Quando fala em oportunidades perdidas, refere-se também ao fim do regime especial relativo às atividades financeiras ?
Nós já antes disso tínhamos perdido essa oportunidade comparativa. Na altura o IVA, era tributado na origem no comércio electrónico e por falta de competitividade da nossa taxa, e também por algumas acções menos leais de países concorrentes, acabámos por perder oportunidades muito importantes de ter na Zona Franca grandes portais da internet e de comércio via internet que estão efectivamente instalados noutras paragens.
Hoje esse processo está mais equilibrado: com a tributação no destino essa concorrência nas taxas deixaram efectivamente de existir. Mas a verdade é que, tendo eles a estrutura instalada e montada noutro sítio, não vão agora mudar a sua atividade , até porque em muitos casos a sua dimensão económica ultrapassa de facto os plafonds que estão associados ao que nos foi autorizado pela União Europeia.
Conta com o apoio do Governo para sensibilizar a UE na questão dos plafonds?
Julgo que é bem patente a convicção, o entusiasmo e o empenho, que todos – as autoridades, particularmente as regionais, mas também é bom que se diga em abono da verdade, as autoridades nacionais do sector – têm colocado neste tema. Têm demonstrado uma enorme disponibilidade para colaborar.
Como vê a reformulação no Governo?

:::::

Indique se cada afirmação está de acordo com a passagem sobre a Zona Franca: (a) na altura referida, o IVA no comércio eletrónico era tributado na origem; (b) com a tributação no destino, a concorrência nas taxas continua a existir; (c) os grandes portais instalados noutro sítio vão agora mudar a sua atividade. Responda sim ou não a cada uma e cite as palavras da passagem que o decidem.

DADOS RECOLHIDOS

:::::

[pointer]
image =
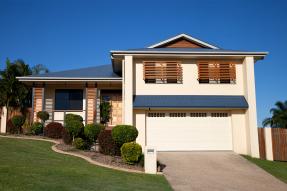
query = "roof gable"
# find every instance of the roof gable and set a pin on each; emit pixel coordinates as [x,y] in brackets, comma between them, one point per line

:::::

RESPOSTA ABAIXO
(a) Sim: «Na altura o IVA, era tributado na origem no comércio electrónico»
(b) Não: «com a tributação no destino essa concorrência nas taxas deixaram efectivamente de existir»
(c) Não: «não vão agora mudar a sua atividade»